## Records provided
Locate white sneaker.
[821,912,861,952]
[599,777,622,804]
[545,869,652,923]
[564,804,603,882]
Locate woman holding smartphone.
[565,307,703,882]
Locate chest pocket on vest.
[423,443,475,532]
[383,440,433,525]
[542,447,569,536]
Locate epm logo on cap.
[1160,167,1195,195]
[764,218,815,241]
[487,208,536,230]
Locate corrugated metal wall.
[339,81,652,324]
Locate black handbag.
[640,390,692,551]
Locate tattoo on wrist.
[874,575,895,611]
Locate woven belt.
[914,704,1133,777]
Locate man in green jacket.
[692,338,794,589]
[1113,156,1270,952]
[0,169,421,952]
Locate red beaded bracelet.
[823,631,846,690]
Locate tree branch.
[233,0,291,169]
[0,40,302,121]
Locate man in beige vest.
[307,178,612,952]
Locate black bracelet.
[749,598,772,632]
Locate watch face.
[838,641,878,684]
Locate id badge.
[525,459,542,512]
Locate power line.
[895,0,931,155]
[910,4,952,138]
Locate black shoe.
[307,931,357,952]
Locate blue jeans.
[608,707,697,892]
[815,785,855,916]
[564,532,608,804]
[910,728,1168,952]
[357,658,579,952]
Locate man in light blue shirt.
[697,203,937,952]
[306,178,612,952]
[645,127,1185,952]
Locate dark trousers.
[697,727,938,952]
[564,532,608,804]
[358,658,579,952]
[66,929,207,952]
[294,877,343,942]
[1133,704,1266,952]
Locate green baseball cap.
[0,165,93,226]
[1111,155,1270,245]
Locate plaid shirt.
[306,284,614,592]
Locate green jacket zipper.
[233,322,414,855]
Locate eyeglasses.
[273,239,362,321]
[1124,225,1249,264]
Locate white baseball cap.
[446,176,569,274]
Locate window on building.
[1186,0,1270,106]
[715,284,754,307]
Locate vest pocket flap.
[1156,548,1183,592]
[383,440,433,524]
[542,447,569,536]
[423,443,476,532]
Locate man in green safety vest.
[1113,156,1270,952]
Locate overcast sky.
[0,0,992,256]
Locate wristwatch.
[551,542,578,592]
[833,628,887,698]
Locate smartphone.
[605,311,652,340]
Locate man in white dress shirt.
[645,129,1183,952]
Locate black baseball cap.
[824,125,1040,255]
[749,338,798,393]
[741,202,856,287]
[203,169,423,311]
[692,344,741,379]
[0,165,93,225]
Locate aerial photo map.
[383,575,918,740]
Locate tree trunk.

## Directions
Write out verbatim every line from the one containing "Locate power line." through the last line above, with both end lines included.

## Solution for this problem
Locate power line.
[895,0,931,155]
[910,4,952,138]
Locate black shoe.
[307,931,357,952]
Locate blue jeans.
[608,707,697,892]
[815,785,855,916]
[564,532,608,804]
[910,728,1168,952]
[357,658,579,952]
Locate man in light blue shirt.
[697,203,937,952]
[306,178,612,952]
[645,127,1185,952]
Locate dark trousers.
[697,727,938,952]
[564,532,608,804]
[358,658,579,952]
[66,929,207,952]
[294,877,343,942]
[1133,704,1266,952]
Locate green baseball cap.
[0,165,93,226]
[1111,155,1270,245]
Locate plaid shirt.
[306,284,614,592]
Locate green jacket zipper.
[233,322,414,855]
Locate eyeglasses.
[273,239,362,321]
[1124,225,1249,264]
Locate white baseball cap.
[446,176,569,274]
Locate window on building.
[1186,0,1270,106]
[715,284,754,307]
Locate vest pocket flap.
[1156,548,1183,592]
[383,440,433,524]
[542,447,569,536]
[423,443,476,532]
Locate man in green safety vest.
[1113,156,1270,952]
Locate overcast sky.
[0,0,992,256]
Locate wristwatch.
[551,542,578,592]
[833,628,887,698]
Locate smartphone.
[605,311,652,340]
Locate man in white dress shirt.
[645,129,1183,952]
Locate black baseball cap.
[824,125,1040,255]
[749,338,798,393]
[741,202,856,287]
[203,169,423,311]
[692,344,741,379]
[0,165,93,225]
Locate aerial photo map.
[383,575,918,740]
Locate tree trunk.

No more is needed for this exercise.